→ **TEXTO CITADO**:
Ser asertivo implica poner en juego herramientas comunicativas que nos lleven a interaccionar con los demás expresando dos conceptos claros: nuestros derechos individuales y los de los demás. Esta es la premisa esencial donde se asienta la asertividad, tan poco conocida como tan usada creyéndose conocida.
La asertividad es el punto intermedio entre dos infiernos: el pasivo y el agresivo. Ese marido que nos regala sus decisiones, pero se nos comunica a diario quejándose de nuestras decisiones. Esa novia que no respeta nuestras opiniones y, cuya falta de tolerancia, bloquea tan siquiera la posibilidad de que nosotros podamos estar en lo cierto, y no ella.
Si somos asertivos nuestra calidad de vida puede mejorar hasta unos niveles insospechados por nosotros mismos. Con la asertividad podemos transmitir opiniones, sin necesidad de preguntar antes, colaborar con otras personas sin continuos roces, criticar, experimentar orgullo, delegar en los demás y negarse, sobre todo negarse. Aprender a decir que sí, que todo eso está muy bien, pero que NO.

→ **QUÉ SE PIDE**:
Reproduce sin ningún cambio el fragmento del texto sobre la asertividad que va de "Ser asertivo implica" a "cierto, y no ella.", ambos incluidos.

→ **LISTADO DE DATOS**:
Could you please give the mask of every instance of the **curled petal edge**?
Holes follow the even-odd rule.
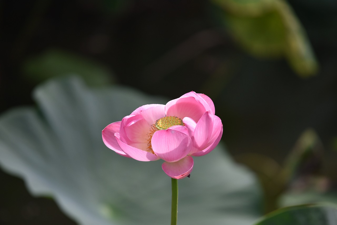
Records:
[[[190,174],[193,164],[193,158],[188,156],[174,163],[165,162],[162,165],[161,168],[170,177],[181,179]]]

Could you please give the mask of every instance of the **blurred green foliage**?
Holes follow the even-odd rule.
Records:
[[[213,0],[224,10],[225,23],[253,55],[284,56],[299,75],[315,74],[318,62],[305,32],[283,0]]]
[[[111,84],[113,76],[101,64],[64,50],[48,49],[28,58],[23,65],[27,79],[39,83],[48,79],[69,74],[80,74],[93,86]]]
[[[255,225],[333,225],[337,223],[337,207],[307,205],[280,209],[266,215]]]

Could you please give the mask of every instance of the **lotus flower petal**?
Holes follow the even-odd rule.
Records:
[[[182,179],[191,173],[193,169],[193,159],[187,156],[173,163],[166,162],[161,165],[164,172],[168,176],[175,179]]]

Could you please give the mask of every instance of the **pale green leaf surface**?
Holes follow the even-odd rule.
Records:
[[[0,118],[0,165],[22,177],[36,196],[52,195],[82,224],[167,224],[171,179],[161,160],[142,162],[109,149],[101,131],[147,104],[165,104],[125,88],[89,89],[77,78],[50,81],[34,93],[38,110]],[[252,174],[220,144],[194,157],[179,180],[180,224],[251,224],[261,193]]]
[[[255,225],[335,225],[336,206],[304,205],[280,208],[267,215]]]

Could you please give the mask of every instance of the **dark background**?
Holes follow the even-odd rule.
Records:
[[[171,99],[191,90],[208,95],[235,157],[257,153],[281,163],[301,134],[313,128],[325,149],[321,172],[333,189],[337,3],[289,4],[319,64],[313,77],[299,76],[282,57],[249,54],[208,1],[2,1],[0,112],[34,104],[31,92],[43,79],[27,75],[25,65],[61,50],[99,62],[111,72],[110,83]],[[31,196],[21,179],[2,171],[0,180],[0,224],[75,223],[52,200]]]

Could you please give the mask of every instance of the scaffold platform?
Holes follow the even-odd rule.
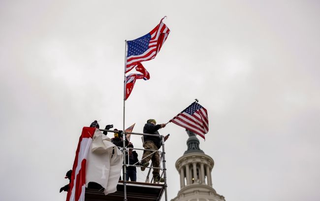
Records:
[[[128,201],[159,201],[164,192],[164,184],[127,181],[127,199]],[[124,181],[119,180],[117,191],[105,195],[99,184],[92,184],[86,188],[86,201],[122,201],[124,198]]]

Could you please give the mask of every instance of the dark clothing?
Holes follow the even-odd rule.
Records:
[[[145,142],[152,141],[155,143],[158,149],[160,148],[162,144],[162,141],[158,130],[161,128],[160,124],[154,125],[152,124],[146,124],[143,127],[143,133],[154,134],[154,136],[148,135],[143,136],[143,140]]]
[[[111,138],[111,142],[113,143],[117,147],[123,147],[123,143],[122,142],[122,139],[118,137],[114,137]],[[126,138],[126,147],[129,144],[129,141]]]
[[[132,151],[132,154],[129,155],[129,163],[128,163],[128,152],[126,153],[126,164],[129,165],[133,165],[134,163],[137,163],[139,162],[139,159],[138,159],[138,154],[135,151]],[[139,165],[138,164],[136,164],[135,165]],[[137,171],[136,168],[134,166],[128,166],[127,167],[127,170],[134,170],[134,171]]]
[[[137,181],[137,172],[135,170],[128,170],[127,171],[127,180],[129,180],[129,178],[131,181]]]
[[[129,163],[128,163],[128,152],[126,153],[126,164],[133,165],[134,163],[139,162],[138,159],[138,154],[135,151],[132,151],[132,153],[129,155]],[[135,165],[139,165],[136,164]],[[134,166],[128,166],[127,167],[127,180],[129,180],[129,178],[131,181],[137,181],[137,169]]]

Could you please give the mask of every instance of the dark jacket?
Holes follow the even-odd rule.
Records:
[[[113,143],[117,147],[123,147],[123,143],[122,142],[122,139],[118,137],[114,137],[111,138],[111,142]],[[129,141],[126,138],[126,147],[129,144]]]
[[[161,128],[160,124],[157,125],[154,125],[152,124],[146,124],[143,127],[143,133],[147,134],[154,134],[154,136],[151,136],[148,135],[143,136],[143,140],[145,142],[152,141],[155,143],[158,149],[161,147],[162,142],[160,135],[158,130]]]
[[[135,151],[132,151],[132,154],[131,155],[129,156],[129,164],[133,165],[134,163],[139,161],[138,159],[138,154]],[[126,164],[128,164],[128,151],[126,153]],[[139,165],[139,164],[137,163],[135,165]],[[128,170],[134,170],[135,172],[137,172],[137,169],[134,166],[129,166],[127,168],[127,169]]]

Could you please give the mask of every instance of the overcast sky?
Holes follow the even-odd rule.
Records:
[[[137,81],[125,126],[165,123],[197,99],[218,194],[320,200],[320,9],[317,0],[0,0],[0,200],[65,200],[59,190],[82,127],[123,127],[125,40],[167,16],[171,32],[143,63],[151,78]],[[171,134],[170,200],[188,136],[172,123],[160,132]]]

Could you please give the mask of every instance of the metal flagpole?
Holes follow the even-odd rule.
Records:
[[[125,73],[124,74],[124,122],[123,132],[125,131],[125,111],[126,109],[126,85],[127,77],[126,76],[126,69],[127,69],[127,40],[125,41]],[[124,201],[127,201],[127,170],[126,166],[126,135],[123,133],[122,141],[123,142],[124,165],[123,168],[123,174],[122,176],[124,180]]]

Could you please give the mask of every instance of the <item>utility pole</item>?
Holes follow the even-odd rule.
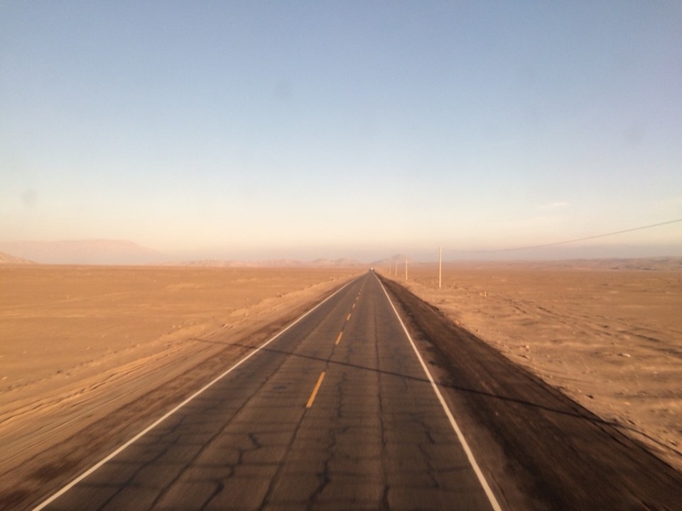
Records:
[[[438,289],[443,284],[443,247],[438,247]]]

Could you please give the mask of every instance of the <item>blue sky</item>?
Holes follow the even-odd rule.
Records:
[[[678,1],[3,0],[0,240],[371,260],[682,218],[681,90]],[[588,246],[682,223],[504,256]]]

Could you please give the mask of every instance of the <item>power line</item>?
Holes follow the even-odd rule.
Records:
[[[595,236],[588,236],[584,238],[576,238],[575,240],[566,240],[561,242],[554,242],[553,243],[543,243],[539,245],[529,245],[528,247],[516,247],[515,248],[509,248],[509,249],[496,249],[491,250],[453,250],[448,249],[448,252],[460,252],[462,254],[472,254],[472,253],[489,253],[489,252],[512,252],[514,250],[527,250],[528,249],[538,249],[543,248],[544,247],[553,247],[554,245],[561,245],[565,244],[567,243],[575,243],[576,242],[584,242],[588,240],[596,240],[597,238],[603,238],[607,236],[615,236],[616,235],[622,235],[624,232],[632,232],[633,231],[640,231],[643,229],[651,229],[651,227],[657,227],[661,225],[667,225],[669,224],[673,224],[676,222],[682,222],[682,218],[678,218],[674,220],[669,220],[668,222],[661,222],[659,224],[651,224],[651,225],[644,225],[640,227],[634,227],[632,229],[625,229],[622,231],[616,231],[615,232],[607,232],[605,234],[595,235]]]

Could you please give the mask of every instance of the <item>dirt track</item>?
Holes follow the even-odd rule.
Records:
[[[513,508],[682,509],[680,473],[433,306],[385,284]]]

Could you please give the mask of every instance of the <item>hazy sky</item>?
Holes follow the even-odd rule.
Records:
[[[0,240],[224,259],[681,218],[682,4],[2,0],[0,183]]]

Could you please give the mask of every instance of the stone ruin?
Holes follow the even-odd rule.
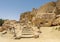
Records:
[[[60,1],[49,2],[38,9],[24,12],[19,21],[5,20],[0,32],[11,32],[15,39],[21,37],[39,37],[40,27],[60,26]],[[24,35],[24,36],[23,36]]]

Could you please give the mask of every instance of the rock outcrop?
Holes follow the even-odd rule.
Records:
[[[60,14],[60,1],[49,2],[38,9],[33,8],[30,12],[25,12],[20,16],[20,22],[30,22],[36,26],[51,26],[57,15]],[[24,18],[23,18],[24,17]],[[57,20],[58,21],[58,20]]]

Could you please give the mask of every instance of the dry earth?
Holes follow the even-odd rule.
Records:
[[[60,31],[54,30],[52,27],[41,27],[42,33],[40,37],[35,38],[21,38],[19,40],[14,40],[7,37],[0,36],[0,42],[60,42]]]

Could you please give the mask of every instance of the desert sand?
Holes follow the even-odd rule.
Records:
[[[1,37],[0,42],[60,42],[60,31],[54,30],[52,27],[41,27],[39,38],[21,38],[11,39],[9,37]]]

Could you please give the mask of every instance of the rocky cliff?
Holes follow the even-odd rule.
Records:
[[[30,12],[24,12],[20,16],[21,23],[31,23],[35,26],[55,26],[59,24],[60,1],[49,2],[40,8],[33,8]],[[57,23],[58,22],[58,23]]]

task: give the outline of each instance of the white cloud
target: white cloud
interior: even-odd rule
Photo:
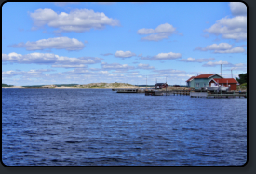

→ **TAREA RESUELTA**:
Ser asertivo implica poner en juego herramientas comunicativas que nos lleven a interaccionar con los demás expresando dos conceptos claros: nuestros derechos individuales y los de los demás. Esta es la premisa esencial donde se asienta la asertividad, tan poco conocida como tan usada creyéndose conocida.
La asertividad es el punto intermedio entre dos infiernos: el pasivo y el agresivo. Ese marido que nos regala sus decisiones, pero se nos comunica a diario quejándose de nuestras decisiones. Esa novia que no respeta nuestras opiniones y, cuya falta de tolerancia, bloquea tan siquiera la posibilidad de que nosotros podamos estar en lo cierto, y no ella.